start

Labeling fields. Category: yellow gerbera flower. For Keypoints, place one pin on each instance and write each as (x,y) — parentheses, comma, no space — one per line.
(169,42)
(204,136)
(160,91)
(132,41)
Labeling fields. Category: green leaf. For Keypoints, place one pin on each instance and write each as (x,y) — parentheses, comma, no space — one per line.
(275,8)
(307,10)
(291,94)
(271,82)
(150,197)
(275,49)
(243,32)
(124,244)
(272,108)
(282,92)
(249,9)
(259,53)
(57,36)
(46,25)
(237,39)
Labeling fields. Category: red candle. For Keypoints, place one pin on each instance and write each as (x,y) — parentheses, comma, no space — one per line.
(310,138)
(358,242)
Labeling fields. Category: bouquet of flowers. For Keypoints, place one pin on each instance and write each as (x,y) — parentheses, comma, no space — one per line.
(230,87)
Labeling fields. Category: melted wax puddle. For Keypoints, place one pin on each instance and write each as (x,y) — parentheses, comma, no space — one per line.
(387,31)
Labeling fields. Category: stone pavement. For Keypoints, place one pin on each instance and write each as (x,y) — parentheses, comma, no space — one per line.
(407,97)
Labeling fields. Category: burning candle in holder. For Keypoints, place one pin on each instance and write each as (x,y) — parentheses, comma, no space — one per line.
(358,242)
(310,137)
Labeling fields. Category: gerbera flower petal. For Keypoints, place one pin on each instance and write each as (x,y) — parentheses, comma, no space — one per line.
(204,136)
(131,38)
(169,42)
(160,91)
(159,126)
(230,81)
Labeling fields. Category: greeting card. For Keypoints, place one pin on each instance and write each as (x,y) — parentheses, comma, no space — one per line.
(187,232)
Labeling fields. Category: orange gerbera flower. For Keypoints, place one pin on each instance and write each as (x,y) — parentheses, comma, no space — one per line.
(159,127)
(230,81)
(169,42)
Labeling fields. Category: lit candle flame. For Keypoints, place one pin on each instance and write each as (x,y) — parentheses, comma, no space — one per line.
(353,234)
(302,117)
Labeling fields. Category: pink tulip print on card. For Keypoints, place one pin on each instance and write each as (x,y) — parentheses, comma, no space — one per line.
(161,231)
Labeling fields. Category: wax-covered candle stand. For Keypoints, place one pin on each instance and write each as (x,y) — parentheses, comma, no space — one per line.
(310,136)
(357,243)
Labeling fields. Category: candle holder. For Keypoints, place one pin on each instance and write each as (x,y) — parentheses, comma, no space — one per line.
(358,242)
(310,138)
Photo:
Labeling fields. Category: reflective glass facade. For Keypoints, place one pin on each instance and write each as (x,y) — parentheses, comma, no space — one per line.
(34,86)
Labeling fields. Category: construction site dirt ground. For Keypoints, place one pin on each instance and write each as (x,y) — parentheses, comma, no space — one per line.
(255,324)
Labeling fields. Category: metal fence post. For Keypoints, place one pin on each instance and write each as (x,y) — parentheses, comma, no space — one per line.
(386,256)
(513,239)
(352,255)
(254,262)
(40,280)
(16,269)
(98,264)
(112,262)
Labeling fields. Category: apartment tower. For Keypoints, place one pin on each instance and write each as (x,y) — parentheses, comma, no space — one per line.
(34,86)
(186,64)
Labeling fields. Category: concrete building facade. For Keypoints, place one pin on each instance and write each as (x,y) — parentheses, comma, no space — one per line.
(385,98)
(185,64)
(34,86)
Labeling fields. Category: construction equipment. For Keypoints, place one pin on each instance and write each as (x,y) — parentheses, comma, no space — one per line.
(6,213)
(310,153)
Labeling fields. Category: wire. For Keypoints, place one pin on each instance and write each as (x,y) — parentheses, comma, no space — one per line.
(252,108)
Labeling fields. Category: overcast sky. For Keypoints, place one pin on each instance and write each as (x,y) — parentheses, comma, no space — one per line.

end

> [Exercise description]: Can you render every line of the records, from the line holding "Labeling fields. Category: wax-covered" through the end of the records, inclusive, as a Markdown table with the columns Row and Line, skipping blank lines?

> [Completed task]:
| Row | Line |
|---|---|
| 1 | Labeling fields. Category: wax-covered candle stand. For Keypoints, place one pin on each instance and write each as (x,y) — parentheses, comma, no space — one per line. |
| 2 | (310,136) |
| 3 | (357,243) |
| 4 | Labeling fields. Category: candle holder. For Keypoints, place one pin on each instance and write each as (x,y) — parentheses, comma, no space — one per line. |
| 5 | (358,242) |
| 6 | (310,138) |
| 7 | Photo: |
| 8 | Labeling fields. Category: reflective glass facade. For Keypoints, place one pin on each instance and write each as (x,y) — parentheses, comma, no space — one per line. |
| 9 | (34,86) |
| 10 | Labeling fields. Category: construction site dirt ground. For Keypoints, place one pin on each instance and write each as (x,y) — parentheses, comma, no space — one per line. |
| 11 | (255,324) |
| 12 | Labeling fields. Category: metal fence post. For Keypoints, place one pin on each instance and write each as (x,y) — parentheses, comma, no space — one per line. |
| 13 | (386,256) |
| 14 | (513,239) |
| 15 | (352,255) |
| 16 | (254,262) |
| 17 | (40,280) |
| 18 | (16,269) |
| 19 | (98,264) |
| 20 | (112,262) |
| 21 | Labeling fields. Category: apartment tower. For Keypoints, place one pin on each instance and write each as (x,y) — parentheses, comma, no space — one per line. |
| 22 | (34,86) |
| 23 | (186,64) |
| 24 | Labeling fields. Category: concrete building facade. For Keypoints, place one pin on each instance and write each as (x,y) — parentheses, comma, no space — one per line. |
| 25 | (385,98) |
| 26 | (185,64) |
| 27 | (34,86) |
| 28 | Labeling fields. Category: construction equipment. For Keypoints, place one pin on each instance and write each as (x,y) — parentheses, comma, no space — one per line. |
| 29 | (6,213) |
| 30 | (310,153) |
| 31 | Labeling fields. Category: wire. For Keypoints, place one pin on each instance and write each as (x,y) — parentheses, comma, no space — one per line. |
| 32 | (252,108) |
| 33 | Labeling fields. Category: overcast sky. For Keypoints, place one pin on each instance and write each as (x,y) — parentheses, comma, no space — one per line. |